*SOURCE TEXT*.
Iraqi researcher: The irrigation systems in Iraq are outdated and damaged and need to be fixed for the country's agriculture industry to flourish. Many marshlands and cultivable lands have already been lost due to poor irrigation.
Irrigation is considered the primary factor for raising the productivity of lands in the world. According to the Food and Agriculture Organization of the United Nations (FAO) roughly 20% of the world’s croplands are irrigated, but they produce around 40% of the global harvest. In developing countries, irrigation also improves economic returns and can boost production by up to 400%, but due to poor management about one-third of the world’s irrigated lands have reduced productivity. In the case of Iraq, about half of Iraq’s farmers would directly benefit economically from improvements in the irrigation based on international experience confirming that irrigation development can have a significant positive effect on the situation of financially disadvantaged populations.
Irrigation has been essential for agricultural production in Mesopotamia for over 6000 years. The Tigris and Euphrates Rivers have exerted a significant influence in the evolution of agricultural zones in modern day Iraq. For instance, the estimated irrigation potential was increased by 29.41% from 1976 to 1990, which has been attributed to the development of water storage facilities for water received from the two rivers.
In the first half of the twentieth century, irrigation was developed in Iraq either by merely digging a channel on the riverbanks or by a series of barrages and weirs for raising water levels to facilitate off-take. From the 1920’s and onwards, large landholders along the margins of the rivers also developed pump irrigation. Land suitable for agriculture is about 11.11 million hectares (which is about 25% of Iraq’s landmass), whereas land technically and economically suitable for irrigation is about 5.72 million hectares. The main irrigated crops are wheat, barley, rice, maize, vegetables and dates.
About 70% of the country’s cultivated area is now under irrigation while the remaining 30% are under rain-fed cultivation. In some areas supplementary irrigation is used to complement rainfall, the entire natural rangeland relies solely on rainfall. 62.8% of the areas under irrigation receive water through gravity irrigation projects, 36% pumped from rivers and major channels and 1.2% from groundwater aquifers and springs.
However, there are a set of challenges associated with irrigation in Iraq that need to be addressed. The first one is related to outdated and damaged irrigation infrastructure. Headworks have operated for a long time without maintenance or proper management plans. Most pumping stations were built in early 1970’s and although many worn-out components have been replaced, hundreds of large irrigation and drainage pumping stations are still in poor state. Most are severely run down, and some can no longer be repaired. The primary, secondary and tertiary canal networks are also degraded due to lack of maintenance. Deterioration of canal linings, the outgrowth of weeds and sedimentation has reduced conveyance capacity significantly. With drainage system incomplete, FAO estimated that less than one-quarter of Iraq’s area developed for irrigation is equipped for drainage. Many drains are blocked and many of the drainage pumps used for lifting effluents into the outfalls have broken down.

*TASK SET*.
1/ In the passage on irrigation in Iraq, what percentage of the country's cultivated area is under irrigation?
2/ Please write out the part of the passage on irrigation in Iraq between "About 70% of" and "aquifers and springs.", inclusive.
3/ Write what comes next in the passage on irrigation in Iraq, starting after its final sentence.

*STORED DATA*.

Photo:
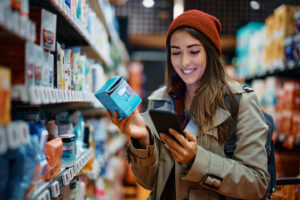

*EXPECTED OUTPUTS*.
1/ About 70%.

2/
About 70% of the country’s cultivated area is now under irrigation while the remaining 30% are under rain-fed cultivation. In some areas supplementary irrigation is used to complement rainfall, the entire natural rangeland relies solely on rainfall. 62.8% of the areas under irrigation receive water through gravity irrigation projects, 36% pumped from rivers and major channels and 1.2% from groundwater aquifers and springs.

3/
Another central issue in water resources management is the protection of water quality. Iraq’s irrigation water is not naturally saline. The problem has arisen from the combination of over-irrigation, poor drainage, and high evaporation rates. The increasing salinity of irrigation water is exacerbating many problems. The level of salinity in the Euphrates River is high and is expected to increase with the development of irrigation in the basin, particularly in the dry season. Consequently, irrigated cropping areas were diminished and productivity severely affected. Salinization and water-logging have reportedly contributed to the abandonment of about 1.5 million hectares, which is 40% of the area developed for irrigation.
Drainage works, combined with upstream damming has also had a devastating impact on the Iraqi Marshlands. The Central and Al-Ham’mar marshlands have completely collapsed, with the numerous economic benefits provided by the marshlands from fishing, haunting and rice cultivation being lost.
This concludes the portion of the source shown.